** What you need to do **
Show every line below that contains the word "forehead", copied word for word.

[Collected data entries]
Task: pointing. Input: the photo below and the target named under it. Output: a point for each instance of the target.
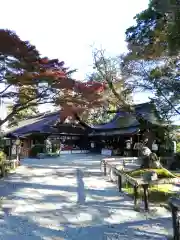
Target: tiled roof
(39, 123)
(125, 120)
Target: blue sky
(68, 29)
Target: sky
(69, 29)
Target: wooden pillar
(119, 183)
(175, 223)
(146, 200)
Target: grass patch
(157, 194)
(161, 173)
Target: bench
(118, 170)
(174, 204)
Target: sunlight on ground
(68, 198)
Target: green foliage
(2, 157)
(153, 59)
(107, 69)
(36, 149)
(157, 30)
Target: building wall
(25, 148)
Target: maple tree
(28, 80)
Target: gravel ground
(68, 198)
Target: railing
(174, 204)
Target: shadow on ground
(68, 198)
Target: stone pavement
(68, 198)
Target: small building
(124, 133)
(37, 129)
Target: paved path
(68, 198)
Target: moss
(162, 173)
(158, 193)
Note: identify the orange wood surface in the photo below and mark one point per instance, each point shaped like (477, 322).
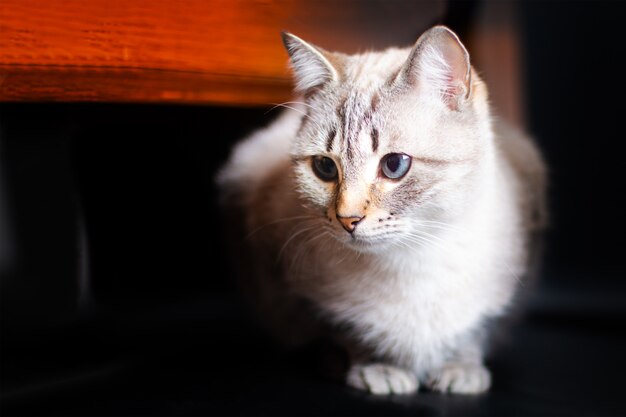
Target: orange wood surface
(182, 51)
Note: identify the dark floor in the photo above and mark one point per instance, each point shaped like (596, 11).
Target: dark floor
(207, 359)
(116, 302)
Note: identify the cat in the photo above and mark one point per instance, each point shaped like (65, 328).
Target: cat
(386, 209)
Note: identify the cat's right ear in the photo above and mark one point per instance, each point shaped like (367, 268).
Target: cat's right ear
(311, 64)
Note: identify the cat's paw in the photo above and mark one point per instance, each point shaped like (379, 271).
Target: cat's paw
(460, 378)
(382, 379)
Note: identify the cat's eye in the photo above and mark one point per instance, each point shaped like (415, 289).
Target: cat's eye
(395, 165)
(324, 168)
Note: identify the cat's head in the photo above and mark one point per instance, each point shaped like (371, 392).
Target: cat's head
(391, 141)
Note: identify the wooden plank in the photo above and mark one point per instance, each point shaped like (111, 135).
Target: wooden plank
(188, 51)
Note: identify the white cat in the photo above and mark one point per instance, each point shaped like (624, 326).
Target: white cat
(387, 211)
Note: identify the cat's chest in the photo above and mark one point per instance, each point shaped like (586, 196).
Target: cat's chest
(414, 303)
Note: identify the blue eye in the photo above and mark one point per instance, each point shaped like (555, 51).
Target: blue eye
(395, 165)
(324, 168)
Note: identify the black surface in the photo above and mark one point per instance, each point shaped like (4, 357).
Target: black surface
(121, 197)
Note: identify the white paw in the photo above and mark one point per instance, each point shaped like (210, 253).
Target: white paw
(381, 379)
(460, 378)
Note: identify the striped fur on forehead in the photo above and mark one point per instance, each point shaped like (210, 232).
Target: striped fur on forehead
(356, 111)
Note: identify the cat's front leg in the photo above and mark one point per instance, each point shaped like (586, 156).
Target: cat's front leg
(382, 379)
(460, 378)
(463, 373)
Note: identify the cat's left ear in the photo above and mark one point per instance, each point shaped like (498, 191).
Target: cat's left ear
(439, 65)
(311, 64)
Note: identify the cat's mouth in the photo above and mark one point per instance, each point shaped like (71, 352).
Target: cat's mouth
(366, 242)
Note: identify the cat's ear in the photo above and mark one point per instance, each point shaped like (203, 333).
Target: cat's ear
(439, 65)
(311, 64)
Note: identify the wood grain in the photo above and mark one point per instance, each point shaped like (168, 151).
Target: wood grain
(188, 51)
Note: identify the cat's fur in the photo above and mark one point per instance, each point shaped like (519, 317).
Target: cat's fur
(438, 253)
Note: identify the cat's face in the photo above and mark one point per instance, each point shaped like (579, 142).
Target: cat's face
(383, 152)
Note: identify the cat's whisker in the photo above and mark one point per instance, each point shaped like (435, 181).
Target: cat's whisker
(293, 236)
(276, 222)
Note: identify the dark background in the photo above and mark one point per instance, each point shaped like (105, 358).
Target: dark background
(116, 297)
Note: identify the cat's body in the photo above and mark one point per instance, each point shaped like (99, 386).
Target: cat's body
(407, 270)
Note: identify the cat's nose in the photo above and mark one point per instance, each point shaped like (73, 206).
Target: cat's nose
(349, 223)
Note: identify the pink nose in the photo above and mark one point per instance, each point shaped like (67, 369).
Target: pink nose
(349, 223)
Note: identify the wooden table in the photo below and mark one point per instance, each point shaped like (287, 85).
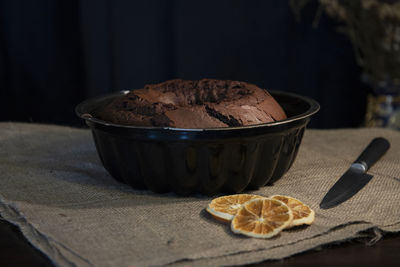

** Task output **
Note: identify the striped fur on forehead in the photo above and mark one point per instance, each point shaped like (210, 232).
Target: striped fur on forehead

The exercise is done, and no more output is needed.